● Exercise instructions
Please locate every line in the rows below that contains the string "cloudy", and copy each one out. Case counts.

--- Start ---

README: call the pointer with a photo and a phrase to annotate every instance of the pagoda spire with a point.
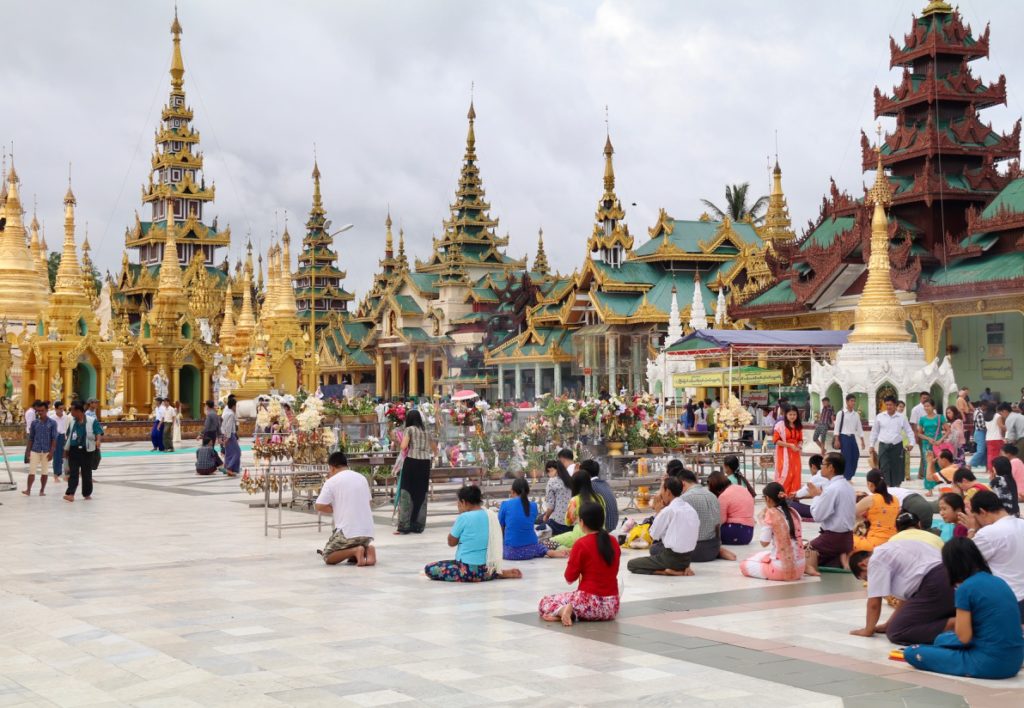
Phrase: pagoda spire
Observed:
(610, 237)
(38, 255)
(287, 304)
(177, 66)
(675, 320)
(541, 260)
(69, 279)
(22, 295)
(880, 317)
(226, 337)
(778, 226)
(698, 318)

--- End ---
--- Start ---

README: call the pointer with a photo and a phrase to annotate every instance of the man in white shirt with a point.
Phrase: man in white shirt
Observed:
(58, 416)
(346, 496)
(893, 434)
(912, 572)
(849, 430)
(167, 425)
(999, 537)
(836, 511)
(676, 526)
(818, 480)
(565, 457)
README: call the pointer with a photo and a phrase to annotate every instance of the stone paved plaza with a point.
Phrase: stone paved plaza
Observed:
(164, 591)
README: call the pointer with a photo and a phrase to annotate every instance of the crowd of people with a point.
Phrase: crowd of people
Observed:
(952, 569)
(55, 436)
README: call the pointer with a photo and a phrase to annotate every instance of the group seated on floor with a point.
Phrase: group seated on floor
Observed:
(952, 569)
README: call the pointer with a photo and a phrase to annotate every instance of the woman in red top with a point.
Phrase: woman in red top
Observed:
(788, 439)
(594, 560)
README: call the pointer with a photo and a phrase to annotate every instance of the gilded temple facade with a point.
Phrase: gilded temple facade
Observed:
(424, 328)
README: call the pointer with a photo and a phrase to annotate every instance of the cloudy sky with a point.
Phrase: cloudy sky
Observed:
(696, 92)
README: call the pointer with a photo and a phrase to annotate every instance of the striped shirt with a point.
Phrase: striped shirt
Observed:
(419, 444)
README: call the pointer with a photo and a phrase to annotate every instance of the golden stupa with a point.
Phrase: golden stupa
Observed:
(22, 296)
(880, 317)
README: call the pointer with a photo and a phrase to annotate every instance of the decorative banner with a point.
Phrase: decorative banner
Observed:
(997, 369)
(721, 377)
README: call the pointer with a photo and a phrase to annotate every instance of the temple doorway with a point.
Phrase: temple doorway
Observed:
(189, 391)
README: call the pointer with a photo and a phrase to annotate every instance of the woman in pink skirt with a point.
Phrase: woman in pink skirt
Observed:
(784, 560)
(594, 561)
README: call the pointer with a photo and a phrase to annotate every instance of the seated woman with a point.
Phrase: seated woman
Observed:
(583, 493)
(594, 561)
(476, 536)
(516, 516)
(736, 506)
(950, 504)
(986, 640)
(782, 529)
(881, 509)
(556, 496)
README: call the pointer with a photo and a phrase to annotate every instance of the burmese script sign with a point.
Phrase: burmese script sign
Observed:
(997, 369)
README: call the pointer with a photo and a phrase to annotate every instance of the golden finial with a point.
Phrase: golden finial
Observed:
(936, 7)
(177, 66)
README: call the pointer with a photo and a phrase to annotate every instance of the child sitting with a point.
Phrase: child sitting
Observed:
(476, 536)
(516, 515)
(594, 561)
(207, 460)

--- End ---

● Result
README: call the pointer with a photo and a phrase to annotate every instance of the cloudy sky with a point.
Phrase: cloudy sky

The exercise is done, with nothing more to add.